In Which Finland Is The Geek

29 May 2003

It worked! It worked it worked. Not the "getting a book contract" thing; not yet. But giving myself room to ramble in my journal before I got mentally/physically tired, that worked. Exceedingly well, in fact: I now have a great feel for the rest of this section, and I'm excited about just sitting down and writing it. That was in one page of ramble. Then I nattered a bit about Karina's and my collab, and that hasn't quite coalesced yet, but I have more ramble space this afternoon, so we'll just have to see what I come up with that doesn't involve waterfalls. I'm happy with what I did come up with, it's just that it's not the entirety of my part of the story. Which is probably good: it's best not to face a collab telling one's partner "This is what I'm going to write, you work around it." So. Lots of good writing stuff ahead of me today.

With braided hair, though, because it is rather warmish here, and the biggest disadvantage of all this hair is having it on my neck on warm days. I'm waffling: should I turn on the AC or not? The newspaper is claiming a high of 72 in Hayward, which is definitely not AC weather. But yesterday, it was way too warm in here, and by the time I realized I should turn on the AC, it was kind of too late. I don't want to do that again, but I also don't want to overuse the AC. Hmmmmmmm. This is one of those mornings when I'm really enjoying my cold, wet hair after the shower.

I got Mark's birthday present from my folks from the Cranky PO yesterday. I see now why they aren't in the phone book: the clerks there want to actively avoid helping customers. They were the snittiest people I've ever seen. I'd write the postmaster a letter, but I don't think it'd do any good out here. One woman fed money into a stamp vending machine and wasn't getting her change, and the clerk sneered, "Well, I guess you screwed up, didn't you?" Without any joking to it: he was just saying, tough luck, you moron, how dare you expect our machines to work. The woman in front of me paid with a twenty, and the clerk rolled his eyes and sighed, "Is that the smallest bill you've got?" (Legal tender, dude. She can keep her ones for bus fare if she wants to.) But when I paid with exact change, he rolled his eyes at that, too. And when I handed him the package slip, he gave me a you-idiot look and said, "Did you pick anything up when you first got this notice?" I took a deep breath and was about to light into him; he looked at the notice again and said, "Oh, they only delivered this yesterday, okay" and scurried off to get the package. Which is marked with the supposed dates of attempted delivery, one of which is before the postmark and one of which is nearly illegible, but most likely is a Sunday. They also took black marker and scribbled over the bit where it indicated that my mom had paid extra to have this delivered by last week. Oh, they are so sneaky! I am fooled!

# Written instruction A
Translate into Spanish this sentence from the journal entry: "This is one of those mornings when I'm really enjoying my cold, wet hair after the shower."
# Written instruction B
In the records below, reproduce verbatim the part that opens with the line containing "Provide the polygon of every instance of the stone cornice." and closes with the line containing "Segment each instance of the stone cornice.", including both of those lines.

# Dataset records
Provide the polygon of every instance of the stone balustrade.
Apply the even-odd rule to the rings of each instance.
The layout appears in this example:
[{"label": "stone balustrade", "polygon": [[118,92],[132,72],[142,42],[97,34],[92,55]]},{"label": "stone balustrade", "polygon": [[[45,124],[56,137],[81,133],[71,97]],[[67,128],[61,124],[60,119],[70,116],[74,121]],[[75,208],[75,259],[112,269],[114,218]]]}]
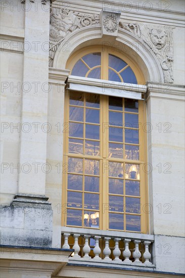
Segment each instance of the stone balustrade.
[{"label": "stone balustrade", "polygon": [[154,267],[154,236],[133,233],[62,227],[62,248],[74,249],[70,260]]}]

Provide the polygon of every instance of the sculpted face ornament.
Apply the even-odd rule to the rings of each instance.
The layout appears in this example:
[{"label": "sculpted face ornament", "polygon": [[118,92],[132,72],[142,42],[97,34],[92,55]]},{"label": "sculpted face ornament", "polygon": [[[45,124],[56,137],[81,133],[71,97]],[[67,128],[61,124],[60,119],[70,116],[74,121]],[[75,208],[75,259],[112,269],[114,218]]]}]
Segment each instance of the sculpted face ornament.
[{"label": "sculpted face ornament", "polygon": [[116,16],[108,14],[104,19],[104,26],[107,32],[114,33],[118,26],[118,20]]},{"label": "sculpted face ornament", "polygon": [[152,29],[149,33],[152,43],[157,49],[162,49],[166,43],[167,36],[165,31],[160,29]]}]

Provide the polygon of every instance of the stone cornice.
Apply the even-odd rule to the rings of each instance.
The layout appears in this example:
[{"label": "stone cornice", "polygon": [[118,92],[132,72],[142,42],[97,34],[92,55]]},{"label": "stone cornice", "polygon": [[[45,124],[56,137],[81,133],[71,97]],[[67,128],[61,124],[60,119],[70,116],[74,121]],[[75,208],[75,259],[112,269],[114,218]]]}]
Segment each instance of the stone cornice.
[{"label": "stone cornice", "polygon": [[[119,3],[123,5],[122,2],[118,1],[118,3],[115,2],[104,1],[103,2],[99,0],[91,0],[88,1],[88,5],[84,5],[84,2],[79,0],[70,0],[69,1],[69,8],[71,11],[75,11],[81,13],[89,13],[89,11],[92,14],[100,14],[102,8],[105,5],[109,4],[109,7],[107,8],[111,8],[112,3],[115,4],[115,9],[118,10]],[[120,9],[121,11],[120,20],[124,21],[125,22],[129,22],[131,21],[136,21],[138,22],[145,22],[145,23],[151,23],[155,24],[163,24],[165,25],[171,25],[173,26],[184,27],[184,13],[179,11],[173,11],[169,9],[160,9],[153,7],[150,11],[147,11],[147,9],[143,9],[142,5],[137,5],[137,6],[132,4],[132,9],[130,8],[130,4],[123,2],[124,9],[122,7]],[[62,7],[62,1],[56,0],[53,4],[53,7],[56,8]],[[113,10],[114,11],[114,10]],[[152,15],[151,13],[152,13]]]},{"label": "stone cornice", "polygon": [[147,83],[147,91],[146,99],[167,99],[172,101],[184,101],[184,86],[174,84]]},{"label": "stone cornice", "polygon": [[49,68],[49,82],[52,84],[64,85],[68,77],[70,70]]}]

# Expected output A
Esta es una de esas mañanas en las que de verdad estoy disfrutando de mi cabello frío y mojado después de la ducha.

# Expected output B
Provide the polygon of every instance of the stone cornice.
Apply the even-odd rule to the rings of each instance.
The layout appears in this example:
[{"label": "stone cornice", "polygon": [[118,92],[132,72],[142,42],[97,34],[92,55]]},{"label": "stone cornice", "polygon": [[[45,124],[56,137],[81,133],[71,97]],[[67,128],[61,124],[60,119],[70,116],[74,121]],[[75,208],[75,259],[112,269],[114,218]]]}]
Segment each instance of the stone cornice.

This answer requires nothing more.